- _Work to complete_
Counting the lines below, how many contain the string "negative"? Reply with the number alone.

- _Saved data entries_

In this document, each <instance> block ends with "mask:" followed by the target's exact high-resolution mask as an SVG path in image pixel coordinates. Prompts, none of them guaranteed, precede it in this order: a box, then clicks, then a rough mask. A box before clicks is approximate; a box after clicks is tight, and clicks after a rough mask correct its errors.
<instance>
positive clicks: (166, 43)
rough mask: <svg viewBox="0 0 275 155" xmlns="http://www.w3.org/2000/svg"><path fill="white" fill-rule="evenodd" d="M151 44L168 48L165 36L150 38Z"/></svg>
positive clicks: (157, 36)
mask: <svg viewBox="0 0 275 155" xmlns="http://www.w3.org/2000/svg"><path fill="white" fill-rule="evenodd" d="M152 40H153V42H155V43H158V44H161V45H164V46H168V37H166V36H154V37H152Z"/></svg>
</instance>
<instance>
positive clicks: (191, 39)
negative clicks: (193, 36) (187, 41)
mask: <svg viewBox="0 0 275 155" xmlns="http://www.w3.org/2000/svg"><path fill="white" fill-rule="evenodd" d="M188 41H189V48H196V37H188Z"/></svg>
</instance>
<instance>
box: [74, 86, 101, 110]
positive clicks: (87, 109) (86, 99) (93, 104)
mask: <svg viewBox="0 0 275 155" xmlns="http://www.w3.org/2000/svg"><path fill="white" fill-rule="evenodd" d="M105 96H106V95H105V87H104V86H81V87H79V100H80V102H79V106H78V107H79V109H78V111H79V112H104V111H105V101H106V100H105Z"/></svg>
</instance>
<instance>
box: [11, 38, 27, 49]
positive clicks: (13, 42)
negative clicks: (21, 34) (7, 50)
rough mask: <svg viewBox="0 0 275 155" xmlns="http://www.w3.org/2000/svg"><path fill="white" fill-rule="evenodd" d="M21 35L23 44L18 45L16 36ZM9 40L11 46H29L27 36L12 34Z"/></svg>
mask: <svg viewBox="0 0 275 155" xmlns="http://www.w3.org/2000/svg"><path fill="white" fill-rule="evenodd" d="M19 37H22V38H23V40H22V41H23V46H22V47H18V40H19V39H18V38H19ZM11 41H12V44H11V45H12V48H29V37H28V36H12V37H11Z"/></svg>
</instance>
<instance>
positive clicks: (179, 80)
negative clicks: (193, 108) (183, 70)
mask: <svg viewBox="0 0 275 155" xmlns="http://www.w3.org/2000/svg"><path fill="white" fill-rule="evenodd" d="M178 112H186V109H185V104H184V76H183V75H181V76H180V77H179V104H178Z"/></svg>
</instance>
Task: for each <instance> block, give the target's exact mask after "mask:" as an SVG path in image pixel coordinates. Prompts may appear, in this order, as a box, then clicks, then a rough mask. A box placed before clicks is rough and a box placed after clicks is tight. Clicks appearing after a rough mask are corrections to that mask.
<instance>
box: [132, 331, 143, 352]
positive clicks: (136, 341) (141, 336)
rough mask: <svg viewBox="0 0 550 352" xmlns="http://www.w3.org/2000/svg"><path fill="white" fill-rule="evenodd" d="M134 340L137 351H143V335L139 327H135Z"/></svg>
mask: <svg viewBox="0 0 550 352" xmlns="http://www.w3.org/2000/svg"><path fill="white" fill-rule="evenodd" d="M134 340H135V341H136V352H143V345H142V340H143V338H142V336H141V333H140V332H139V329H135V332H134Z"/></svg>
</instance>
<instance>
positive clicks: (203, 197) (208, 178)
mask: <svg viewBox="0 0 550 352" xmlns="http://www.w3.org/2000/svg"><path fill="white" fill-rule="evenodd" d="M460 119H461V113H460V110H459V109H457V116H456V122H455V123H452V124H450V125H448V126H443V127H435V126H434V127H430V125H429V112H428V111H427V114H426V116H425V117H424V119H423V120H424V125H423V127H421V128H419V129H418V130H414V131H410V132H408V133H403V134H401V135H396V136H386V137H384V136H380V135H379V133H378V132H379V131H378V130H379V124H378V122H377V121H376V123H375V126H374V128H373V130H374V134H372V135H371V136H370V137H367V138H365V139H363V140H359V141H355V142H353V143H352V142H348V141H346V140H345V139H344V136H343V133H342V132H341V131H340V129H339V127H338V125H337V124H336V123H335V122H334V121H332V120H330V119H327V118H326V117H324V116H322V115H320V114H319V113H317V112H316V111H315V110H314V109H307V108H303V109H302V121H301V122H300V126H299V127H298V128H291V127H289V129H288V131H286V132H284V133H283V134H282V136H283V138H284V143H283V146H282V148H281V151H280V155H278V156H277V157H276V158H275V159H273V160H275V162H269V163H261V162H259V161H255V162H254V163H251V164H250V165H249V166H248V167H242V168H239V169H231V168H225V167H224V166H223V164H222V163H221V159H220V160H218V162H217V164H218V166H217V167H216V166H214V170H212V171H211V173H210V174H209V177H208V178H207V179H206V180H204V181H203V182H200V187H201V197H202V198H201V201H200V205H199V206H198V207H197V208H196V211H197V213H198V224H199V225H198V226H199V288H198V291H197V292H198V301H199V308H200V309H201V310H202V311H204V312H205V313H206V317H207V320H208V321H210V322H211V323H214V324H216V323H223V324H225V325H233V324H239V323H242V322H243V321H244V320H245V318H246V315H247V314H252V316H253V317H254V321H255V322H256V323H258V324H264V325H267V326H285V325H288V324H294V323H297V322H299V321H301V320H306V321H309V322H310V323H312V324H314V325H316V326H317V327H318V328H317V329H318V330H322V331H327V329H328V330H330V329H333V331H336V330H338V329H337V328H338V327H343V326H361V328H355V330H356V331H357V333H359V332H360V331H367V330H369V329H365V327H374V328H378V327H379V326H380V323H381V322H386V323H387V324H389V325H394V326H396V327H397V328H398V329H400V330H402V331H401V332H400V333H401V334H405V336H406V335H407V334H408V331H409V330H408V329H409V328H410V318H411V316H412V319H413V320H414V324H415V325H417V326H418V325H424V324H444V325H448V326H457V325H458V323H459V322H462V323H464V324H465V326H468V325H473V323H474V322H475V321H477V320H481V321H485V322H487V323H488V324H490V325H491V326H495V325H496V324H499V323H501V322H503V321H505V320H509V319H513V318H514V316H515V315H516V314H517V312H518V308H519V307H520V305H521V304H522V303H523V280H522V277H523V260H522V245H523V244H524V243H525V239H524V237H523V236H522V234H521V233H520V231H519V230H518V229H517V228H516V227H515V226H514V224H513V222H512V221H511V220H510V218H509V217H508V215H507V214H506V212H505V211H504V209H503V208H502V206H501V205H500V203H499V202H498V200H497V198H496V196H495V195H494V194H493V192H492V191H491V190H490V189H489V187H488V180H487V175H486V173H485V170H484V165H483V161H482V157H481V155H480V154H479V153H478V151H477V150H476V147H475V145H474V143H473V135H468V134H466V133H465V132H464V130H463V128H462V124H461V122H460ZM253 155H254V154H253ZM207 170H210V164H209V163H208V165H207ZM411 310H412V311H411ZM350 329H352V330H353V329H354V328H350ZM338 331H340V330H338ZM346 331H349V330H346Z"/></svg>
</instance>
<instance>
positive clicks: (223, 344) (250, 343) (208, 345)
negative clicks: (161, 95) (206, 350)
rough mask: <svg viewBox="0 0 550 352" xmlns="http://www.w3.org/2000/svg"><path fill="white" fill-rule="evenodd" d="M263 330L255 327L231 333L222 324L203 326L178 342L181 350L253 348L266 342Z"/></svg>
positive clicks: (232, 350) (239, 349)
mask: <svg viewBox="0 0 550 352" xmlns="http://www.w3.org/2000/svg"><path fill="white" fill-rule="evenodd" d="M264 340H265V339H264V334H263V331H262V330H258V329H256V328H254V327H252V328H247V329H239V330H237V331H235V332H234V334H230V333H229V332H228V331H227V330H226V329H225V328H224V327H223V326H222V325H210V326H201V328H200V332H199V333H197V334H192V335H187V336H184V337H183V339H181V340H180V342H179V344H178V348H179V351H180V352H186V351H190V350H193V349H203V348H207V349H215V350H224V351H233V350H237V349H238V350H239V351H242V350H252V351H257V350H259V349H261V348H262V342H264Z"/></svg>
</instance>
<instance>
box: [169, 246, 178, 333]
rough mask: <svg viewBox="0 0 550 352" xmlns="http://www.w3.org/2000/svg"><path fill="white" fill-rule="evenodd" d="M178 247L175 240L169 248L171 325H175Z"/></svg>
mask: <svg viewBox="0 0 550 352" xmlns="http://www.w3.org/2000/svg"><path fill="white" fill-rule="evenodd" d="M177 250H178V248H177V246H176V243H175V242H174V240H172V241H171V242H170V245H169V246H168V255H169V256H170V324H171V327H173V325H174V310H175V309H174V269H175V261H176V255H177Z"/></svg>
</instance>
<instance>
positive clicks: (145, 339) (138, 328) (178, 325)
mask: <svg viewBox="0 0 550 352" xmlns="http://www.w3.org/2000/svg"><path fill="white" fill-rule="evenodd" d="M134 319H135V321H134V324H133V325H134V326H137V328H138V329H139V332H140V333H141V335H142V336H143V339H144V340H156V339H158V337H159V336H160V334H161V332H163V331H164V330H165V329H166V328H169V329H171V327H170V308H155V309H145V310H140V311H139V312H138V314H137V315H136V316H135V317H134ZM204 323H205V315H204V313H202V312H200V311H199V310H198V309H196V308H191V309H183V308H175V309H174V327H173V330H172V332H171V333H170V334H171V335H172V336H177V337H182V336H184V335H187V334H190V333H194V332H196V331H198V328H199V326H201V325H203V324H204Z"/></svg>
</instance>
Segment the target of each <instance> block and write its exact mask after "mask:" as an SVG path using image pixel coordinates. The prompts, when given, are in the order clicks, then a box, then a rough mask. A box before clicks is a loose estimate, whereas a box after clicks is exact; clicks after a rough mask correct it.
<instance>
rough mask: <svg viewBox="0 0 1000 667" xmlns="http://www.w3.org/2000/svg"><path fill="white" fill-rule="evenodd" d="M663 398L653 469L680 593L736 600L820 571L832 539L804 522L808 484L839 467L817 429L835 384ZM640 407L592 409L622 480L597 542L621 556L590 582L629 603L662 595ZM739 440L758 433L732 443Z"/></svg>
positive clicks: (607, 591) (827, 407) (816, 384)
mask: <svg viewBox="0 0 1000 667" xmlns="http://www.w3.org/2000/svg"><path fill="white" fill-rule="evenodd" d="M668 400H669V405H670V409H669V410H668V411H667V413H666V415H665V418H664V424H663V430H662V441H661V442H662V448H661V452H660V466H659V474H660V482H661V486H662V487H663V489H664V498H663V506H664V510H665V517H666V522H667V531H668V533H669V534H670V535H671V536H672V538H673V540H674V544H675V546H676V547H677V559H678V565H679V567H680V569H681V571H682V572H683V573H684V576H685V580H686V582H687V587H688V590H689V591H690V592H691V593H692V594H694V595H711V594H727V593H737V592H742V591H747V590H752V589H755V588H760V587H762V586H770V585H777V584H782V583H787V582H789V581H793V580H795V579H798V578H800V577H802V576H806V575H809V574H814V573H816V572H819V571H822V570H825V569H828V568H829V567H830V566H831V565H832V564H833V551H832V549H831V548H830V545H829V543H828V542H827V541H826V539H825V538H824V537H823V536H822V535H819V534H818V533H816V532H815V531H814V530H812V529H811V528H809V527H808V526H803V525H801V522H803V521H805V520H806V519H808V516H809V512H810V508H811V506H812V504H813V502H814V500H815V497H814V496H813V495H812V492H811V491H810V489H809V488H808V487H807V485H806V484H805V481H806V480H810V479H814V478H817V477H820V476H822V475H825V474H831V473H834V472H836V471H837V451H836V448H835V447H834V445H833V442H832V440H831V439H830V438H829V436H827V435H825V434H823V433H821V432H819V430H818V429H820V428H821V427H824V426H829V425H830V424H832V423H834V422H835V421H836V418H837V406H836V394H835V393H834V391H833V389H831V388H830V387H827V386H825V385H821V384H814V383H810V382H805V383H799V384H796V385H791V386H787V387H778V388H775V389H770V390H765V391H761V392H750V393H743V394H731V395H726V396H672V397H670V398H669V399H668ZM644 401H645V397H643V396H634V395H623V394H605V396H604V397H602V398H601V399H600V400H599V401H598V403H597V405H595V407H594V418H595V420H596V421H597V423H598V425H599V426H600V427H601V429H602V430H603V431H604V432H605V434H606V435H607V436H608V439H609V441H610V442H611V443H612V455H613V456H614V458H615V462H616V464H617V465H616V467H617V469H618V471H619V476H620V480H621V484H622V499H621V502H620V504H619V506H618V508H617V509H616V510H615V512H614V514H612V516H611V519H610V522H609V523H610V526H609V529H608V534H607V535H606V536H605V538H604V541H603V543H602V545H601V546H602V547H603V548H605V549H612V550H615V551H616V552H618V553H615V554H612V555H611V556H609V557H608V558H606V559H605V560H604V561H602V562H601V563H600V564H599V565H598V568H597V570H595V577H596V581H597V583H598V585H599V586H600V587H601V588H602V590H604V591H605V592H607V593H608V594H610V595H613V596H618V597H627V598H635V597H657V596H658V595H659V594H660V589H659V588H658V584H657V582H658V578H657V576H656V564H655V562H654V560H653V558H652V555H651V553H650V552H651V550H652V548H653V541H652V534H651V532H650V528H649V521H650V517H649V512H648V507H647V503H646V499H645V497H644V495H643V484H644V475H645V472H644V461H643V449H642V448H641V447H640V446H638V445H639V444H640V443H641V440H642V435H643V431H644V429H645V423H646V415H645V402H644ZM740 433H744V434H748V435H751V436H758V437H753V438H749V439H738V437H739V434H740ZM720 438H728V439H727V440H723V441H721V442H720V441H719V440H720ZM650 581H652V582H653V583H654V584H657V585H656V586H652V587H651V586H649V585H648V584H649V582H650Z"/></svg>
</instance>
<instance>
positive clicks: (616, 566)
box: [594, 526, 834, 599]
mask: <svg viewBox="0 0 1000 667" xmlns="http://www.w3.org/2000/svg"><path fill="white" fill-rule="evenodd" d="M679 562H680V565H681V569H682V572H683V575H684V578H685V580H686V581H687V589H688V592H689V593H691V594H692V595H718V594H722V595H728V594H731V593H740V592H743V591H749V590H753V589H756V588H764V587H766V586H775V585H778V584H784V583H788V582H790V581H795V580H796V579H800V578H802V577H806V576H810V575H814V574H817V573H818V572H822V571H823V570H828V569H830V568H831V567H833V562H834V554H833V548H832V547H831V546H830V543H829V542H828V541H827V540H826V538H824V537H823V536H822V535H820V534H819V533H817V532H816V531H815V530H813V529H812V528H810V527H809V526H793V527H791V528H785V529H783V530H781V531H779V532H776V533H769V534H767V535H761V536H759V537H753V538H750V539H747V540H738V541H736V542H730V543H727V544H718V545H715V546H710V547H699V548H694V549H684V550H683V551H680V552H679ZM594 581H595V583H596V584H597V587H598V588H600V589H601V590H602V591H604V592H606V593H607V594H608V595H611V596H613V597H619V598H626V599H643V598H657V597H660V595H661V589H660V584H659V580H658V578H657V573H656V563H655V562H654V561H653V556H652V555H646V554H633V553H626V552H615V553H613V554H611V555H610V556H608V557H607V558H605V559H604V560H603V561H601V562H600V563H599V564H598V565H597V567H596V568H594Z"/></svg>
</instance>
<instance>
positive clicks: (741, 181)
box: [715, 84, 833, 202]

- _Reply to the task_
4